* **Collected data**
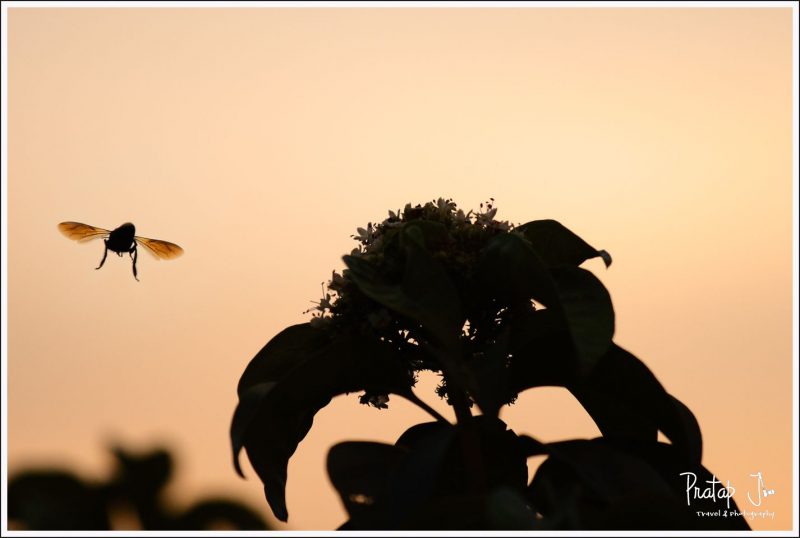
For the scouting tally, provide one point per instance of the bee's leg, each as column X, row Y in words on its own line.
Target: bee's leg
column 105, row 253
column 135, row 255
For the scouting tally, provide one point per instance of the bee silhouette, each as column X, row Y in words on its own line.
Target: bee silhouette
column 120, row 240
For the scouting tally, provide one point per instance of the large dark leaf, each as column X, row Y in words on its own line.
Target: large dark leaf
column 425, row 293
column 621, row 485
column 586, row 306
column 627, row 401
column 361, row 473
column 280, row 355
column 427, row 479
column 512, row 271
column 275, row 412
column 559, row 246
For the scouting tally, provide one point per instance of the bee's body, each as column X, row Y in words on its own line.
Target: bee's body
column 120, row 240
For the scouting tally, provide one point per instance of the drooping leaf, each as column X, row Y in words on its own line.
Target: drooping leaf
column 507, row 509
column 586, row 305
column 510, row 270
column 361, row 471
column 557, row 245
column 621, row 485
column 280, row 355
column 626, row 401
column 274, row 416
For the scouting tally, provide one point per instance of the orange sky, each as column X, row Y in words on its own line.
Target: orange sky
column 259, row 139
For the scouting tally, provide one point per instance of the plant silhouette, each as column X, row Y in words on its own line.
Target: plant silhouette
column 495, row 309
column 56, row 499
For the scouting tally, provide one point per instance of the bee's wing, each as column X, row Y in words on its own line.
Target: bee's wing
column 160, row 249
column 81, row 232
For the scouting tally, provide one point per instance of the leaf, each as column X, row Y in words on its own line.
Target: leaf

---

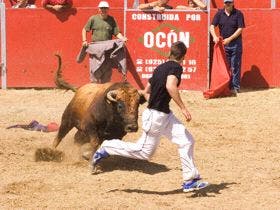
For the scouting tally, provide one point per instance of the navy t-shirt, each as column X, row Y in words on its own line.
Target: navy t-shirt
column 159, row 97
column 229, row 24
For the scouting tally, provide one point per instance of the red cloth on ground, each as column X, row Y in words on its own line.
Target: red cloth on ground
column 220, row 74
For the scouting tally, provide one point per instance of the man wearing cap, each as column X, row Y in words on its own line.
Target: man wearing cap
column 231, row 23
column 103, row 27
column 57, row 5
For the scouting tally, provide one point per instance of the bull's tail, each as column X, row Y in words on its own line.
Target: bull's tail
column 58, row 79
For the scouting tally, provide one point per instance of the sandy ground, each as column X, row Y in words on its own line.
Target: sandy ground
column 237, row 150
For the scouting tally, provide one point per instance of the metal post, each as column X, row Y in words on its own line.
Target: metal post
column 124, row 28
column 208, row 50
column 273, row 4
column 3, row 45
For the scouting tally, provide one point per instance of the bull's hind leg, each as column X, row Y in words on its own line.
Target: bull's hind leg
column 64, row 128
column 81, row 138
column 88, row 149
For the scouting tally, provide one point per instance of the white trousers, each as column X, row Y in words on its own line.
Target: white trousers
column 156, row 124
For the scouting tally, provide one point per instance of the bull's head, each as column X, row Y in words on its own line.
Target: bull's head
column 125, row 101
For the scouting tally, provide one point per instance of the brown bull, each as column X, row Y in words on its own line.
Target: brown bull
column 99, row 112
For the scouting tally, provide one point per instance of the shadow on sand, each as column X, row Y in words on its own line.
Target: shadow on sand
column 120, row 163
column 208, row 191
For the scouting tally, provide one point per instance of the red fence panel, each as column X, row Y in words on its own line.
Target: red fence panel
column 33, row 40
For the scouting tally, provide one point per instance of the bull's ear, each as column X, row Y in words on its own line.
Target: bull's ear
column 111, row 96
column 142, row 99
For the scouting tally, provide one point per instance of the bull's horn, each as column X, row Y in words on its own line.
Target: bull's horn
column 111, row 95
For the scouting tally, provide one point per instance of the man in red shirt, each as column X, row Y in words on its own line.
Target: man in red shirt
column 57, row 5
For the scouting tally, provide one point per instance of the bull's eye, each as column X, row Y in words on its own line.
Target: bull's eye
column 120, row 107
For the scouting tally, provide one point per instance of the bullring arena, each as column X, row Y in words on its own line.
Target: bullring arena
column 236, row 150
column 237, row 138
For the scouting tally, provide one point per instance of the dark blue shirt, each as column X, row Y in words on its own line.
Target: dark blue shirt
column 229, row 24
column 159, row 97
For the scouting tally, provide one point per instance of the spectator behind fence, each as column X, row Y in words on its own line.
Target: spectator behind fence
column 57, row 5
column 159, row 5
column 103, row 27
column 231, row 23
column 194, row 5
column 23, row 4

* **PROBLEM STATEMENT**
Copy out everything in the material from the line containing "bull's head, each" down to the line containing "column 208, row 191", keeping both of those lines.

* **EXERCISE RESPONSE**
For the scouting tally, provide one point per instance of the bull's head, each as column X, row Y in words on its own line.
Target: bull's head
column 125, row 101
For the scouting tally, provide one point per instance of the brown bull, each as column X, row Y in words on its own line.
Target: brown bull
column 99, row 112
For the scouting tally, provide one point per instance of the shadow on sand, each as column X, row Y in words on its own line.
Target: shadow on sand
column 120, row 163
column 208, row 191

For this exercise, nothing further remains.